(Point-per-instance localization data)

# # # # # # #

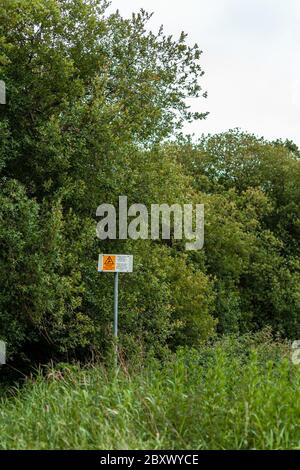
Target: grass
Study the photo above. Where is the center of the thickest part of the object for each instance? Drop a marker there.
(230, 396)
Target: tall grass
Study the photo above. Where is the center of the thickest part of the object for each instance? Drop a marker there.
(230, 396)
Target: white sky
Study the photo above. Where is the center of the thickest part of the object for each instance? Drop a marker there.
(250, 57)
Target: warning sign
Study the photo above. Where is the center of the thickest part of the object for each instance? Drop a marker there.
(115, 263)
(109, 263)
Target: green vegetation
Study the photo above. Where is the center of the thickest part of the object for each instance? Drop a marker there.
(239, 394)
(95, 108)
(95, 105)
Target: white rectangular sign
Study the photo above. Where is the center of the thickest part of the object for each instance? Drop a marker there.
(115, 263)
(2, 352)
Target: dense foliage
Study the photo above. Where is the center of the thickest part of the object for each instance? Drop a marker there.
(235, 395)
(92, 102)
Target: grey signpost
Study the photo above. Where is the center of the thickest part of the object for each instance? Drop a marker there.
(115, 264)
(2, 352)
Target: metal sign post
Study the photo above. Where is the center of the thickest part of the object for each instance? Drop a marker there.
(2, 352)
(115, 264)
(116, 314)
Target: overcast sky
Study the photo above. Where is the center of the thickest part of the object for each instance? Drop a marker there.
(250, 57)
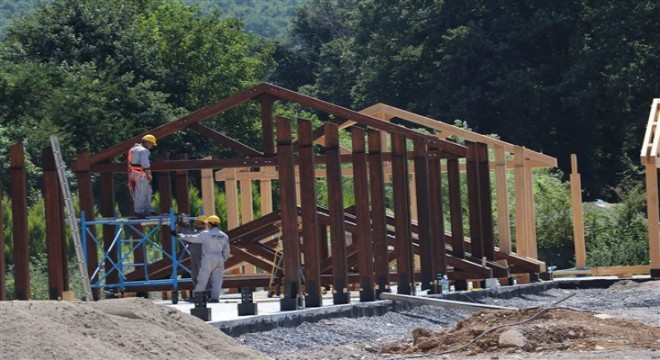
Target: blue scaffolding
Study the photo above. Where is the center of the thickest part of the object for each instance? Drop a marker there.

# # # # # # #

The data must come back word for word, with every picture removed.

§ Expected answer:
Target: grass
Study the photo above. Where is the center of the thickest part of the object for each instance? Drop a marker there.
(230, 396)
Target: tall grass
Study the photo above. Where is the center of the thickest part of the object for each instance? Drop a marker there.
(230, 396)
Target: white sky
Study the photo above. Where is the center of the thickest part of the object for each instance? Drop a marker there.
(250, 57)
Target: warning sign
Study the photo above. Where is the center of the thickest part of the object for each instance? Drop a marker there.
(115, 263)
(109, 263)
Target: green vegetation
Study the photo above. Where is the center of the thickest part of the object for each instance? Drop a marker there.
(239, 394)
(95, 108)
(95, 105)
Target: white rectangular sign
Study the photo above. Where is the center of the thickest part of the object for each instance? Drop a marker there.
(115, 263)
(2, 352)
Target: dense foliage
Study the photo above. Where is the center of the thickest part of the object for each instance? Drop a marker there.
(235, 395)
(92, 102)
Target: grey signpost
Study the photo above. Where is the center of the thickest part of the object for each instance? Drop a marker there.
(115, 264)
(2, 352)
Target: metal sign post
Study the photo above. Where is the center of the thickest part of the object for each instance? Drop a marker there.
(2, 352)
(115, 264)
(116, 314)
Target: overcast sky
Study the photo above. Where is the center of the thickest part of the object for each instance? Drop a marker there.
(250, 57)
Target: blue scaffolding
Study the photo above. Where is the center of the thickest part of the object for each instance? Drop a marker there.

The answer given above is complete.